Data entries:
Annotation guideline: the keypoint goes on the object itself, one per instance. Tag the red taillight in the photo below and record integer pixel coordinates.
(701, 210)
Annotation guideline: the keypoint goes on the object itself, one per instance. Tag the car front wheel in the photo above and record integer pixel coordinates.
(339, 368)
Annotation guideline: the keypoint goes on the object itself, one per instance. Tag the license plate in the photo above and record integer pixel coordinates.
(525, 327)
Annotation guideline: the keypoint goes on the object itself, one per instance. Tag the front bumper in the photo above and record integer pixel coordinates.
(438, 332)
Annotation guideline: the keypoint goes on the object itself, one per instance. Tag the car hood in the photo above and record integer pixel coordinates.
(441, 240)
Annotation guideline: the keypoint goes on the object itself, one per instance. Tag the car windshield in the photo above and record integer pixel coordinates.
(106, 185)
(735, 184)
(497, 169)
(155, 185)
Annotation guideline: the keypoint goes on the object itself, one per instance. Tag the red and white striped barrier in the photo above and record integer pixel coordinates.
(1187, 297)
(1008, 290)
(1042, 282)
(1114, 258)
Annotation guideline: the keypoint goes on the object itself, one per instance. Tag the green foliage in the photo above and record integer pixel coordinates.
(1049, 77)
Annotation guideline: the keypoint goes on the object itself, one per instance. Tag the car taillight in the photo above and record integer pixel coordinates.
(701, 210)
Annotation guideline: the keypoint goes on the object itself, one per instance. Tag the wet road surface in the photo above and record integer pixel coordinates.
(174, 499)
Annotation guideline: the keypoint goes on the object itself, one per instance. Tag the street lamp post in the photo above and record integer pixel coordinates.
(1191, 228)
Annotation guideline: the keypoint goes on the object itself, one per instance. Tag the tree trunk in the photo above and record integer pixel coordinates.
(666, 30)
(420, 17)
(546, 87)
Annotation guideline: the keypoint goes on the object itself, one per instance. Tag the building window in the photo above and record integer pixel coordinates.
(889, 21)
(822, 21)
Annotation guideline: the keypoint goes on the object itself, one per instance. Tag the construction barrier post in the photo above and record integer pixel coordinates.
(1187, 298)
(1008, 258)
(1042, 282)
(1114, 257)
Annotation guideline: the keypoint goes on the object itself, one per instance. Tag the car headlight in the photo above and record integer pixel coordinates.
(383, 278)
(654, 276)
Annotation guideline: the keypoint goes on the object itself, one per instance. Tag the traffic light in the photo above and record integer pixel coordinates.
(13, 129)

Stated problem: Format every line of the entries above as a numbered list, skipping any blank lines.

Written solution:
1. Annotation guideline: the keypoint goes on the object itself, one per instance. Tag the red taillight in the photo below and record integer pixel coordinates.
2. (701, 210)
3. Annotation guideline: the keypoint goes on the object itself, one per instance. Tag the car front wheel in the photo above and record integer pixel coordinates.
4. (339, 368)
5. Annotation guideline: the keypoint goes on the object itself, one per instance. Tag the license plate in the photo above and record integer pixel coordinates.
6. (525, 327)
7. Annotation guideline: the keypoint goes on the object itself, one per instance. Tag the front bumper in the photo above and record integer pixel coordinates.
8. (438, 332)
9. Annotation guideline: the keypoint goes on the object itself, one per instance. Tag the car hood in the photo above and record integer pixel coordinates.
10. (441, 240)
11. Annotation guideline: the keypoint goes on the object itself, one per instance. Tag the car windshield in the photo above and record integer pixel coordinates.
12. (106, 185)
13. (735, 184)
14. (497, 169)
15. (155, 185)
16. Annotation guideline: the keypoint goes on the object itself, one per instance. Tag the red and white striped barrier in the photo above and record integer pixel coordinates.
17. (1187, 297)
18. (1008, 290)
19. (1042, 282)
20. (1114, 258)
21. Annotation guideline: the keypoint goes on the object itself, one per instance. Tag the green foliage in the photo above and record integer pixel coordinates.
22. (1049, 77)
23. Annotation guideline: the keypoint goes on the object itself, one per instance. Tag the car taillight in the photo above and record integer pixel coordinates.
24. (701, 210)
25. Annotation guideline: the keypoint goes on the object itself, one per instance. Tag the wet road surface in the photo above and record integer pixel coordinates.
26. (174, 499)
27. Annotation guideline: the keypoint goes on the object itself, one per instance. Tag the street lamp post in the photo above and record integer pixel coordinates.
28. (1191, 228)
29. Annotation guideline: the keypoint goes on the object itself, one per instance. Tag the tree trunk in the photo above and record integer pixel coordinates.
30. (666, 30)
31. (420, 17)
32. (546, 87)
33. Annotation guideline: the keypoint goes on the object itself, one per instance. Tag the building window in the photo above and record integer pixel coordinates.
34. (889, 21)
35. (822, 21)
36. Annotation guideline: the keypoint goes on the object itself, one per instance. Tag the construction barrier post in the photo above and record integer pixel coordinates.
37. (1187, 298)
38. (1008, 258)
39. (1042, 282)
40. (1114, 257)
41. Annotation guideline: the keypoint goes on the object itself, one per instance. Tag the car headlight in the photo above and record integer pixel coordinates.
42. (383, 278)
43. (654, 276)
44. Annotation guideline: the keypoint goes on the object itself, one per instance. Tag the traffic light in the photo above and record integer pixel coordinates.
45. (13, 129)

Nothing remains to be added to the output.